[About this task] In the cruciferous plant article below, write out word for word the part that begins at the words "1 Department of" and stops after the words "doi: 10.5812/jjnpp.13866.".

[Document extract]
|---|
1 Department of Medicinal Plants, Imam Khomeini Higher Education Center, Agricultural Research, Education and Extension Organization (AREEO), Karaj, Iran

2 Institute of Technical and Vocational Higher Education, Agriculture Jihad, AREEO, Tehran, Iran

How to Cite: Ebadollahi - Natanzi A. Toxicity Comparison of Four Cruciferous Plant Extracts and Evaluation of Their Cytotoxicity - Radical Scavenging Correlations. Jundishapur J Nat Pharm Prod. 2018;13(2):e13866.
doi: 10.5812/jjnpp.13866.


Jundishapur Journal of Natural Pharmaceutical Products: 13 (2); e13866
Published Online: May 5, 2018
Article Type: Research Article
Received: May 22, 2017
Revised: October 17, 2017
Accepted: April 16, 2018



The plants belonging to Cruciferae family are of importance due to their potential to curb some diseases such as cancer through their bioactive compounds. In fact, the plants of this family can be considered as a potent source for discovering and developing novel anticancer compounds.
|---|
[Excerpted data]
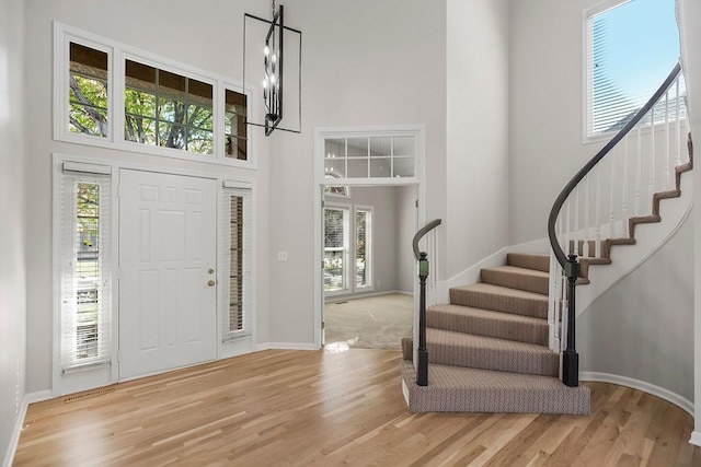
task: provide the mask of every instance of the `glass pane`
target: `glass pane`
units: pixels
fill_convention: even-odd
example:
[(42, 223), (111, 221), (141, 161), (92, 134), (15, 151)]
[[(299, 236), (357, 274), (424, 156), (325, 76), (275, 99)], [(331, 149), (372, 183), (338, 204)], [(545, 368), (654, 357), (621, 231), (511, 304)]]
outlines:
|---|
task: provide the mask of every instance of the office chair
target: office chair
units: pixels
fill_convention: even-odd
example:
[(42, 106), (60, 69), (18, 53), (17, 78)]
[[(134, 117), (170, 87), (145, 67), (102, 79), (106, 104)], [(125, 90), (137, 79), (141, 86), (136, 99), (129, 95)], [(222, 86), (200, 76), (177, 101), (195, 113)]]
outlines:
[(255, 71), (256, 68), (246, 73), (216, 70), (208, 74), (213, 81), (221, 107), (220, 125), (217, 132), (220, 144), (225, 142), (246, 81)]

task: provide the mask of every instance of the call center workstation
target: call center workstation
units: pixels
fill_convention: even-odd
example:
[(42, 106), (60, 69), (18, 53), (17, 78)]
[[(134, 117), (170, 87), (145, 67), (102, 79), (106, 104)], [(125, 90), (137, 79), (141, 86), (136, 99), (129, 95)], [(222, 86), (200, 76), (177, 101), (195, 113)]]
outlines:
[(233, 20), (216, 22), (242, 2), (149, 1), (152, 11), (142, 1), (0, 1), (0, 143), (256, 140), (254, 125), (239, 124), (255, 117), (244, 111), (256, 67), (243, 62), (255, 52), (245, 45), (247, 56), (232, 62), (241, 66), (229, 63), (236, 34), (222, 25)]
|---|
[Task answer]
1 Department of Medicinal Plants, Imam Khomeini Higher Education Center, Agricultural Research, Education and Extension Organization (AREEO), Karaj, Iran

2 Institute of Technical and Vocational Higher Education, Agriculture Jihad, AREEO, Tehran, Iran

How to Cite: Ebadollahi - Natanzi A. Toxicity Comparison of Four Cruciferous Plant Extracts and Evaluation of Their Cytotoxicity - Radical Scavenging Correlations. Jundishapur J Nat Pharm Prod. 2018;13(2):e13866.
doi: 10.5812/jjnpp.13866.